ГЕНИЙ?
ГЕНИЙ?
Талант делает то, что может, гений — то, что хочет.
Проблему, которая, безусловно, волнует всех, работающих со словом: останется ли им сделанное? Будет ли творчество жить и после смерти творца? Владимир Высоцкий был уверен, что останется и будет жить. Хотя у него были периоды неуверенности в себе, но что ему дано В.В. знал всегда.
Из ранних свидетельств и воспоминаний… На вопрос из анкеты
A. Меньшикова: «Хочешь ли быть великим?» Высоцкий твердо отвечает: «Хочу и буду!» По-разному передают знаменитый разговор
B. В. с Н. Р. Эрдманом. Вот один из вариантов. Эрдман спрашивает: «Как вы пишете, Володя?» — «На магнитофон, Николай Робертович… А вы?» — «А я — на века…» — «Вы знаете, Николай Робертович, я ведь тоже кошусь на эти самые века».
Приведем запись из дневника Валерия Золотухина: «2.03.1969. 300-й (спектакль «Антимиры» — В.П.) прошел прекрасно, сверх ожиданий. Читал Андрей (Вознесенский. — В. П.), потом— ВТО. Я удивился Высоцкому — какая у него глотка! Феномен. Кажется, предел — все, дальше ничего не будет: оборвется. А он еще выше, еще мощнее и звонче издает звуки. Начали мы с ним «Баньку», мне не пелось, и тональность я не выдерживал, а он за двоих шпарил, да еще по верхам, да еще с надрывом, ох, молодец! Андрей повернулся: «Володя, ты гений!»

**ЗАДАНИЕ 1**
Перепишите отрывок текста о Высоцком между «Проблему, которая, безусловно, волнует» и «В.В. знал всегда.» включительно, поменяв «творца» на «автора».
**ЗАДАНИЕ 2**
Как, согласно тексту о Высоцком, он ответил на вопрос анкеты «Хочешь ли быть великим?»
**ЗАДАНИЕ 3**
Допишите продолжение текста о Высоцком с того места, где он обрывается.
Эти данные для работы не понадобятся.

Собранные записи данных
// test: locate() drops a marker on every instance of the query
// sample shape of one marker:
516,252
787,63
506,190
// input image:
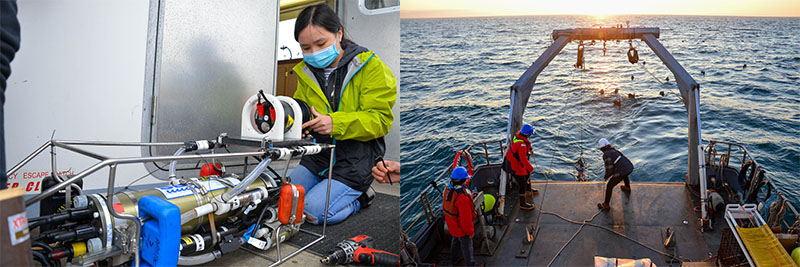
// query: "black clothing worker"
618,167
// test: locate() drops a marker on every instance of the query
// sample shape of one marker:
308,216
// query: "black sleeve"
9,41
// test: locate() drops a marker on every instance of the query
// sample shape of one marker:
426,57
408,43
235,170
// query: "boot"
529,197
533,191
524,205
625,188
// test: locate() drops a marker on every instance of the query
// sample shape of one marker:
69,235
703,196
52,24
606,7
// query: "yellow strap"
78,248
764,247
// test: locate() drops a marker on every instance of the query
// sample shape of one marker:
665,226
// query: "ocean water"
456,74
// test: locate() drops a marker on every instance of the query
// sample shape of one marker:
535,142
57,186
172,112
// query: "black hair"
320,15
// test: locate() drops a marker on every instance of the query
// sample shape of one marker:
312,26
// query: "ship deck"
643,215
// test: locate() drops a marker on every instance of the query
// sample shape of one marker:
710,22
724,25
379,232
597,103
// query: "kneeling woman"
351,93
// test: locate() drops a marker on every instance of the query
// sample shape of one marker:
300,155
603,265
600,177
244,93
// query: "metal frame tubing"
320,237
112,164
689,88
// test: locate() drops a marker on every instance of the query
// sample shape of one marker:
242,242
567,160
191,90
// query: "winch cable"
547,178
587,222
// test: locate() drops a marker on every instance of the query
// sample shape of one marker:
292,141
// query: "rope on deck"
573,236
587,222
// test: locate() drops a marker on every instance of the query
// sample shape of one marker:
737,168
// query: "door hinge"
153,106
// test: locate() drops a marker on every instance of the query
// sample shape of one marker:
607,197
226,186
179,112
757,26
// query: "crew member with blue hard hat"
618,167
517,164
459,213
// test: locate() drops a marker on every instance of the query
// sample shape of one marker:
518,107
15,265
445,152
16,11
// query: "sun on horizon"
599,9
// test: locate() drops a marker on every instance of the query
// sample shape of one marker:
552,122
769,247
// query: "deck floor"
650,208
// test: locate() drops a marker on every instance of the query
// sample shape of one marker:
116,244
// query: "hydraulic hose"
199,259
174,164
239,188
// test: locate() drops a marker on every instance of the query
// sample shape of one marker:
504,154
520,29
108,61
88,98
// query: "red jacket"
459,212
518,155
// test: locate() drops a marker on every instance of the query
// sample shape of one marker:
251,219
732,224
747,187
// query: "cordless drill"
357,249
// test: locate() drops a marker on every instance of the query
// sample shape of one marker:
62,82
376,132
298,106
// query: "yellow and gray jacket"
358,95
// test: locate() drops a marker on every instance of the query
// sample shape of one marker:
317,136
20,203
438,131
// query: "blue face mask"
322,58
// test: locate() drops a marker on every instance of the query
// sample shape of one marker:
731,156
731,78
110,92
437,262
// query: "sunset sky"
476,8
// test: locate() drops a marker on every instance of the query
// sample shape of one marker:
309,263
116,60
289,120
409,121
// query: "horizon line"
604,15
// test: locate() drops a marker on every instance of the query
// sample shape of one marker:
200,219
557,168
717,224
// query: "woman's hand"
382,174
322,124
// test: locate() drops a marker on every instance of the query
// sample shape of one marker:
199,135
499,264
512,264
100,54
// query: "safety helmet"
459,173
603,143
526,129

...

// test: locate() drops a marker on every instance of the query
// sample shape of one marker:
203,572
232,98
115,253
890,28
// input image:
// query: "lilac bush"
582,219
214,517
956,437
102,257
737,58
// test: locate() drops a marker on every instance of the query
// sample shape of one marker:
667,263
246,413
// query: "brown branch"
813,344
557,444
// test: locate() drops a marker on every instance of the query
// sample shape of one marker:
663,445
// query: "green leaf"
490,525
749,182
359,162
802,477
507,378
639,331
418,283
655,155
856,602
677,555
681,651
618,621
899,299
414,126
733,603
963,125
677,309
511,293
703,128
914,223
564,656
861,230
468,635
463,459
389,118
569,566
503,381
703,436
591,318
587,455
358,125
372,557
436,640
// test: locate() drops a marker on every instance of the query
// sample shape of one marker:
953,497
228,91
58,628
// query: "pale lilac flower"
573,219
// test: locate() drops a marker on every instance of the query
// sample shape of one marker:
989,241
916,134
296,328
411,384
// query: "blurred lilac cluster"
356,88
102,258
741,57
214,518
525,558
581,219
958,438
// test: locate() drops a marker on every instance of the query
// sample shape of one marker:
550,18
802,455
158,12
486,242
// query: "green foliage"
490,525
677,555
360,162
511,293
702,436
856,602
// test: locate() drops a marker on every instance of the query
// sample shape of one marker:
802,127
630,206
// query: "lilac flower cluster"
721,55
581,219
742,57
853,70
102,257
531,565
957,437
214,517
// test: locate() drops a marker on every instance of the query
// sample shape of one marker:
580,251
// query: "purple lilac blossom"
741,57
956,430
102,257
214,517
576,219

---

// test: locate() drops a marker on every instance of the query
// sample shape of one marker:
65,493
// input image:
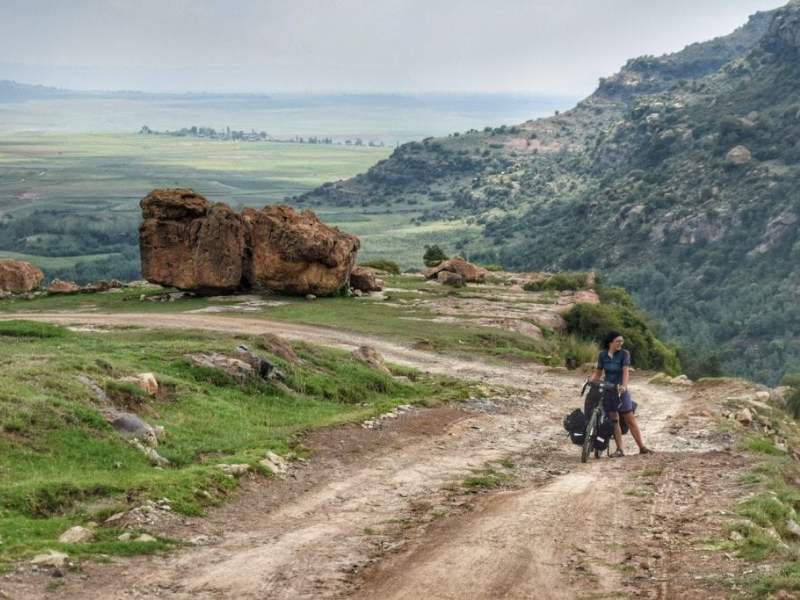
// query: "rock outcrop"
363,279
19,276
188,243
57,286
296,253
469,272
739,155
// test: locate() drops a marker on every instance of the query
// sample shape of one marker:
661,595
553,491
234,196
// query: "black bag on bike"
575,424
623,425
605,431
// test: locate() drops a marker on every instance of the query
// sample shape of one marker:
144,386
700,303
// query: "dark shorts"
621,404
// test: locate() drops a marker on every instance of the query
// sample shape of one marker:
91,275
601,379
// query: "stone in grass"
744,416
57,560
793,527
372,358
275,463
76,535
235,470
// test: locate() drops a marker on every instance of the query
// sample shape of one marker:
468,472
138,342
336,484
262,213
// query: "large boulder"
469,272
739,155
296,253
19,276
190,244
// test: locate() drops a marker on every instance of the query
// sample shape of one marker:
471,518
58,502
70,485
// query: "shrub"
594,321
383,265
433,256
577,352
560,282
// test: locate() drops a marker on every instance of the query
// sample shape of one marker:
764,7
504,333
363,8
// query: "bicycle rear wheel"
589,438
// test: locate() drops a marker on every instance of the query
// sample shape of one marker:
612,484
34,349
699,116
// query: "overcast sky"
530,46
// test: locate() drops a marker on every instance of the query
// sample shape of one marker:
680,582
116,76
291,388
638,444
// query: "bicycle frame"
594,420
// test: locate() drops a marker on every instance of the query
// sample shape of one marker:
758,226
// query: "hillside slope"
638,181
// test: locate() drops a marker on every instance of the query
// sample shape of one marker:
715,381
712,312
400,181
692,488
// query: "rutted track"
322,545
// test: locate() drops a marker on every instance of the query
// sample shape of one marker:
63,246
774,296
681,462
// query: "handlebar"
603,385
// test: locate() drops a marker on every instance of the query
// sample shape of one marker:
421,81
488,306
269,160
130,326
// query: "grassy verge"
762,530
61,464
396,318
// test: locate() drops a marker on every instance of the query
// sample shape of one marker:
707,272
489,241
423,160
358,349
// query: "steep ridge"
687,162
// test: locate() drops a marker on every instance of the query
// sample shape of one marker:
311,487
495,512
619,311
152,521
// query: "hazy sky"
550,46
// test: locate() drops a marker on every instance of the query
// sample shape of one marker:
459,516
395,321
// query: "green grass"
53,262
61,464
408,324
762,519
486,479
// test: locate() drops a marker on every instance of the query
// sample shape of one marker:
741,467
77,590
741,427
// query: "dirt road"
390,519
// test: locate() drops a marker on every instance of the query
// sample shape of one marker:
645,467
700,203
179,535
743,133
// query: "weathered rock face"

**ИТОГОВЫЙ ОТВЕТ 1**
Проблему, которая, безусловно, волнует всех, работающих со словом: останется ли им сделанное? Будет ли творчество жить и после смерти автора? Владимир Высоцкий был уверен, что останется и будет жить. Хотя у него были периоды неуверенности в себе, но что ему дано В.В. знал всегда.

**ИТОГОВЫЙ ОТВЕТ 2**
«Хочу и буду!»

**ИТОГОВЫЙ ОТВЕТ 3**
Восприятие творчества Высоцкого знаменитыми поэтами-современниками — тема отдельной статьи. Отметим, что восхищенные оценки чаще всего относились именно к голосу, к песне как таковой, а не к стихам В. В. Так что сомнения у Высоцкого были, их просто не могло не быть…
Вспоминает Вадим Иванович Туманов: «Однажды мы вместе с Володей достали по экземпляру «Наполеона» Манфреда… Володя читал-читал, вдруг вскочил, обрадовался: «Слушай, Вадим! И великие падали в обморок!» А там есть эпизод, когда Наполеон выступает в Конвенте или в Собрании Пятисот — не помню точно — и ему стало плохо, Володя был счастлив: «И настоящие великие падали в обморок!»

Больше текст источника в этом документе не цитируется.